# ЗАДАНИЕ 1:
Назовите все города, которые упоминаются в исходном тексте.
# ЗАДАНИЕ 2:
Покажите все строки записей, в которых встречается слово «road».

# ИСХОДНЫЙ ТЕКСТ:

○ ○ ○

Элла Грайфер. Глядя с Востока. 41. Чего же они не знали?

Loading

 


Элла Грайфер

Глядя с Востока

41. Чего же они не знали?

Я не извозчик – я водитель кобылы!

Л. Утесов

Они клялись и божились, что ничего не знали. Что немцы в сорок пятом, что русские (и примкнувшие) в пятьдесят шестом. Под боком у них дымили крематории, под носом исчезали люди, начальство вещало с высоких трибун, что намерено окончательно разделаться со всеми расово/классово чуждыми элементами, а они, не сговариваясь, твердят: «Не знали ничего!». Интересно было бы, кстати, какому-нибудь китайцу или кампучийцу тот самый вопрос задать – как бы они ответ сформулировали в понятиях своей культуры? Во всяком случае, в России и в Германии ответ звучит в унисон, хотя не то чтобы слишком убедительно.

…И все же – не торопитесь обвинять их во лжи, не так там все было просто. Первая странность обнаруживается, если прислушаться к заявлениям того самого начальства. С одной стороны оно, как указано выше, торжественно клянется ликвидировать, искоренить и окончательно решить соответствующий вопрос. С другой – тщательно избегает каких бы то ни было намеков на необходимые практические действия. И даже прямо маскирует их, изобретая, например, формулы, типа: «Спецобработка» или «Десять лет без права переписки». Гиммлер, выступая перед офицерами СС в Познани 4 октября 1943 года, сказал об уничтожении европейских евреев: «Это не записанная и никогда не подлежащая записи славная страница нашей истории». С одной, стало быть, стороны «славная», с другой – записывать строго воспрещается. Такая, понимаете ли, секретная выходит слава…

Впрочем, когда люди, вроде бы, непричастные, с этой секретной славой сталкиваются, чувства она в них вызывает разнообразные – от отчаянья до восторга – одного только наблюдать не доводится: недоумения. Вот, к примеру, жители Киева в начале тридцатых видят на улицах умирающих от голода крестьян, кто посмелей их даже подкармливает, но ни о чём не спрашивает никто. Солдаты тыловых подразделений Вермахта в Риге в 1941 году, услышав о готовящейся в гетто очередной «акции», прячут работающих у них еврейских ремесленников, т. е. безошибочно ориентируются по обстановке.

Отвлечёмся на минуточку от морального аспекта, попробуем рассуждать прагматически. Разрываемая непримиримым конфликтом двух религиозных общин Франция скатывается в гражданскую войну. Отчаянная попытка ее предотвращения называется «Варфоломеевская ночь». На окраине Османской империи живут народы, которые в грядущей войне выступят, скорее всего, на стороне врага. И турки устраивают армянскую (и ассирийскую!) резню. В сформированном европейскими колонизаторами государстве Руанда живут на весьма небольшом пространстве две издавна враждующих народности. Дело кончается геноцидом. Хочется верить, что даже в таких ситуациях возможны и другие варианты развития событий, но соображения тех, кто прибегал к массовым убийствам, легко проследить на уровне здравого смысла. Если их цель и не оправдывает средства, то уж, по крайности, объясняет их.

○ ○ ○

# ЗАПИСИ:
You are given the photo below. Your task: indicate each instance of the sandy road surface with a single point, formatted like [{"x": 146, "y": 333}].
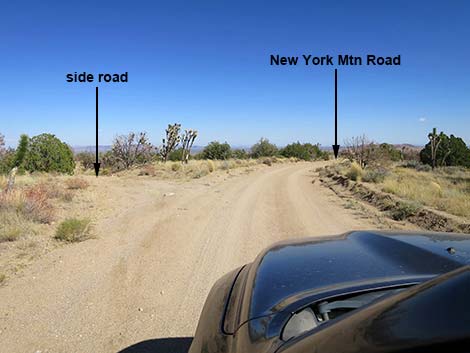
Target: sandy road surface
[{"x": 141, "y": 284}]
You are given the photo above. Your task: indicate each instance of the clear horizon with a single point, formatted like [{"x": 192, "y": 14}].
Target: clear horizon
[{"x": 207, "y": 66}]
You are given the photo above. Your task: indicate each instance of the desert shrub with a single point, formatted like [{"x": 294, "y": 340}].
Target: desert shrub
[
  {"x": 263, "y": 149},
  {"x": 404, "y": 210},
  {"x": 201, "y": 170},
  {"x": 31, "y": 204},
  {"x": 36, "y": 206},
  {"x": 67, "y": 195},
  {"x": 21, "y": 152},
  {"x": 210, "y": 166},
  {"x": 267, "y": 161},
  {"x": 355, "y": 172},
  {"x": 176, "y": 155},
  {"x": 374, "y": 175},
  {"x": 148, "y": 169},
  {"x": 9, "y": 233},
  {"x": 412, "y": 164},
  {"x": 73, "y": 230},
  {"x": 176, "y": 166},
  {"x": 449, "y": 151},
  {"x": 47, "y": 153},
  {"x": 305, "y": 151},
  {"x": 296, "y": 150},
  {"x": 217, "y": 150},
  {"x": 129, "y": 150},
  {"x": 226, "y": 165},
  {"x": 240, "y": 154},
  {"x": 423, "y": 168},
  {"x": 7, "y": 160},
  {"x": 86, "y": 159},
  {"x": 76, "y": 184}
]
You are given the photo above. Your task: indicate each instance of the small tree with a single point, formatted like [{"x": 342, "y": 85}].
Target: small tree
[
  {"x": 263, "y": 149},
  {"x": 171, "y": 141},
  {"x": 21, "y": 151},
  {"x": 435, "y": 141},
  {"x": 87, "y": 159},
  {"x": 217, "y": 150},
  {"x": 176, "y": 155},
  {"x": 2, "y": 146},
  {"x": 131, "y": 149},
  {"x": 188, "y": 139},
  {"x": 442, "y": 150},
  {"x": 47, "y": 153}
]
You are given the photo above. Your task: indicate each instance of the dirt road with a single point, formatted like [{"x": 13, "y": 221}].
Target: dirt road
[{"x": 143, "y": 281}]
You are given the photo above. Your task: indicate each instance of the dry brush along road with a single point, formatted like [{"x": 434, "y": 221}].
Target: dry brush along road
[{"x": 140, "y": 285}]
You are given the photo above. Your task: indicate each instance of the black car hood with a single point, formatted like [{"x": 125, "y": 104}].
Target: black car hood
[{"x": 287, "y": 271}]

○ ○ ○

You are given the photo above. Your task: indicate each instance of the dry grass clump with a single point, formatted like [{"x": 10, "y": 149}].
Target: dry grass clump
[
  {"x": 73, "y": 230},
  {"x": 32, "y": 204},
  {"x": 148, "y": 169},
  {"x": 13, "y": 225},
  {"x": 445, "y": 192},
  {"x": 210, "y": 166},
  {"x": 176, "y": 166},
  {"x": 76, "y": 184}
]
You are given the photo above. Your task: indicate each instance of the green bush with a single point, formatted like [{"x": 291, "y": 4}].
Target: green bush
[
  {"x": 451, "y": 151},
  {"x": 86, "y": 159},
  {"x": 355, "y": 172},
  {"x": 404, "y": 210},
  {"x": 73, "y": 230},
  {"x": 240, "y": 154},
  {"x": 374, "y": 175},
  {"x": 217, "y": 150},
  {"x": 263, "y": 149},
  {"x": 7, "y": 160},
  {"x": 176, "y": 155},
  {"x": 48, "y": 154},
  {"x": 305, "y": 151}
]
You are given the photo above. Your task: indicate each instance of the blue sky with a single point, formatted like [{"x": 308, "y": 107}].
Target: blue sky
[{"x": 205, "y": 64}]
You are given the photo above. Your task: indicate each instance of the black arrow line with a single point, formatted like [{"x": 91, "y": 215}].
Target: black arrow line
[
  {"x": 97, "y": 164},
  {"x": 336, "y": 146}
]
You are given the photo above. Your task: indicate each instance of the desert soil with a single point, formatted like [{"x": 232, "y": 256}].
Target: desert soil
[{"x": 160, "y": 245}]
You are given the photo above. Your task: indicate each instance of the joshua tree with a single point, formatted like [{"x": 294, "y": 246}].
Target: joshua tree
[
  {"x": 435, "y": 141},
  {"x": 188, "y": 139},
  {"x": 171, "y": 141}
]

○ ○ ○

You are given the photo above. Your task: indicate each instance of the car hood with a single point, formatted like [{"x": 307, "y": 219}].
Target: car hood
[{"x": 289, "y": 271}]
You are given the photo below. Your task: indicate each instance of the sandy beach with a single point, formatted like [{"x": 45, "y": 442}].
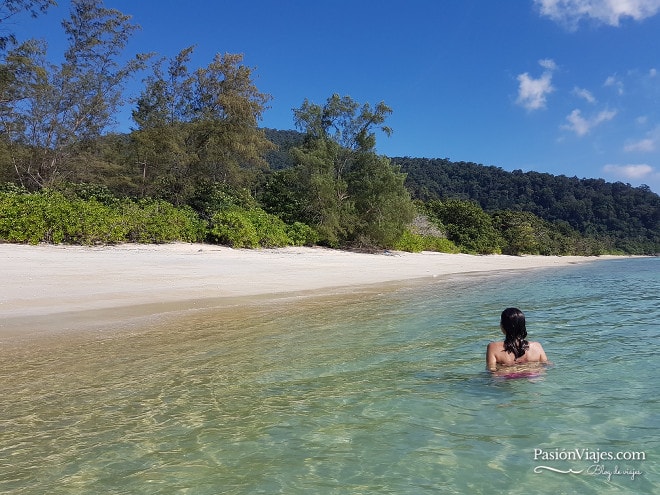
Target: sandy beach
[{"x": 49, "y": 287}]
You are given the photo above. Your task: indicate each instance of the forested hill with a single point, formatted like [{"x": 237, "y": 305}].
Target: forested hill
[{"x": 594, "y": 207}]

○ ○ ○

# ВЕРНЫЙ ОТВЕТ 1:
Познань, Киев, Рига.

# ВЕРНЫЙ ОТВЕТ 2:
You are given the photo below. Your task: indicate each instance of the sandy road surface with a single point, formatted like [{"x": 146, "y": 333}].
Target: sandy road surface
You are given the photo above. Your task: indicate each instance of the dirt road with a single point, formatted like [{"x": 13, "y": 221}].
Target: dirt road
You are given the photo above. Your task: indicate each instance of the dry brush along road with a single point, formatted like [{"x": 434, "y": 221}].
Target: dry brush along road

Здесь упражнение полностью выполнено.